== COMPITO ==
Conta quante righe riportate sotto contengono la stringa "pole", distinguendo tra maiuscole e minuscole. Rispondi soltanto con il numero.
____ DATI REGISTRATI
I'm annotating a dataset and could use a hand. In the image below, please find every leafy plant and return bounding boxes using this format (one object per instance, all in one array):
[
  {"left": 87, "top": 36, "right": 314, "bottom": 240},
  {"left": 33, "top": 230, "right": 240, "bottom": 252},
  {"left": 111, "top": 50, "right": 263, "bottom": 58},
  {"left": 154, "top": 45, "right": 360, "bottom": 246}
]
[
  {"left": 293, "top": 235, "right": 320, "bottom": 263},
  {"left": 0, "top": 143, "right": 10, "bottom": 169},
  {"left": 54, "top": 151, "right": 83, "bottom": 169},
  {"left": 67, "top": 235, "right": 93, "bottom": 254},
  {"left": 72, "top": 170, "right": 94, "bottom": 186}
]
________
____ DATI REGISTRATI
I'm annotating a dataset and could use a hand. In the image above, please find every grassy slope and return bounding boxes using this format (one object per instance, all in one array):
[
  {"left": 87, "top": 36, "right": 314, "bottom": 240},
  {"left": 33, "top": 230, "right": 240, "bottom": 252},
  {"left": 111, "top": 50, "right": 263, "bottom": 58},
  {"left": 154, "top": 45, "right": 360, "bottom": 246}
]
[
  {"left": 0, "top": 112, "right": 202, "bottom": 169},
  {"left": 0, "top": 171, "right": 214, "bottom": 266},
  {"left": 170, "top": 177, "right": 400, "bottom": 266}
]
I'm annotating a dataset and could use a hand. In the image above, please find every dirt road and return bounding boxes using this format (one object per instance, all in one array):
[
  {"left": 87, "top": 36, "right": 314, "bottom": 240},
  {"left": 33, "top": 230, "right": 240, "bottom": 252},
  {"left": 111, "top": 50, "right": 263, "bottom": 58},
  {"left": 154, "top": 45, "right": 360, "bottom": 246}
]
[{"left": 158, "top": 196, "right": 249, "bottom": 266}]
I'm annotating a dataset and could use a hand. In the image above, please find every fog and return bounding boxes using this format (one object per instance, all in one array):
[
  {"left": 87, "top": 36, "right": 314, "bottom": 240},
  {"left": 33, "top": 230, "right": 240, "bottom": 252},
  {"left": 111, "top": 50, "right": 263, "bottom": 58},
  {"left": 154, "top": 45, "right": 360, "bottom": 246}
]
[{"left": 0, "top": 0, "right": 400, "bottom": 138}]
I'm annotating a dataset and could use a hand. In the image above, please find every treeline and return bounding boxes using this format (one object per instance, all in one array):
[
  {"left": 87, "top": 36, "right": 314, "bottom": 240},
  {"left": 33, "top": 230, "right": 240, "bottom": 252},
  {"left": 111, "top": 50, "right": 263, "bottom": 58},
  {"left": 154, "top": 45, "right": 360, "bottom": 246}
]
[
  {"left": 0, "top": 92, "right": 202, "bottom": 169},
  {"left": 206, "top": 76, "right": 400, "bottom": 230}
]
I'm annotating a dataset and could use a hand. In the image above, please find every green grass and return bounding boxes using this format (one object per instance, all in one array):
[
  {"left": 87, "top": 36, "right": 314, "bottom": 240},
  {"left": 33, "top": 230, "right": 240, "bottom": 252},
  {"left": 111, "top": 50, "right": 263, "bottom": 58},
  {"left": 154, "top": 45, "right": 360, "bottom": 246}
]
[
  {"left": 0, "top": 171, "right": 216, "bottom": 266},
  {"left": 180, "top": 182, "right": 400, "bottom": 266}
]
________
____ DATI REGISTRATI
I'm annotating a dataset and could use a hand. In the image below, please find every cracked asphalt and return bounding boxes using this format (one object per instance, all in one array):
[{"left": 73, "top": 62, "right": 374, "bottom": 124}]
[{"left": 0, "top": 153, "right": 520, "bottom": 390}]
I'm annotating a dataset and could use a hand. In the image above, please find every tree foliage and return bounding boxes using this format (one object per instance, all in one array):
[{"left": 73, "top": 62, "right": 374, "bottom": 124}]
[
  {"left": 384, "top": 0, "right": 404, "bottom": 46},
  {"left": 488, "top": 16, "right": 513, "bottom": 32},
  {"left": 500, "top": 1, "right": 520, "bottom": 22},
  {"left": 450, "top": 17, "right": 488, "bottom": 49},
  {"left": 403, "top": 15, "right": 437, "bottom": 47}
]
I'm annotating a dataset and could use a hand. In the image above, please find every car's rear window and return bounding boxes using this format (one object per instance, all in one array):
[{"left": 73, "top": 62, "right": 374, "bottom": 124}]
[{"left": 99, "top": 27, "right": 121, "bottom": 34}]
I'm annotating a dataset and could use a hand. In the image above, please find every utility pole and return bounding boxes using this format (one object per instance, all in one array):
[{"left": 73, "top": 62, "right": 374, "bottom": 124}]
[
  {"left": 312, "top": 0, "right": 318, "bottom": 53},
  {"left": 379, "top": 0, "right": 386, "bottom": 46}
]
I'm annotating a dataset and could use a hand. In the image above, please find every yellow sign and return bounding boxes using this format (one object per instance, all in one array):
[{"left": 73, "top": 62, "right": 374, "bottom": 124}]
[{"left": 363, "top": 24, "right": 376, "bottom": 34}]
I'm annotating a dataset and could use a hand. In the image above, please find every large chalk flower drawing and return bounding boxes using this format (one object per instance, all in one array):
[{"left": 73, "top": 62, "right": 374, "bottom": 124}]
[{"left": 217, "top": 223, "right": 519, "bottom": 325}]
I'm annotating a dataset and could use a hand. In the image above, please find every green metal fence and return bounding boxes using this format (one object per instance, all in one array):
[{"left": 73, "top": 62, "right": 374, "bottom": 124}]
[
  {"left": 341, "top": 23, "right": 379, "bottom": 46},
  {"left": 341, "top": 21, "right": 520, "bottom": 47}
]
________
== SOLUZIONE ==
1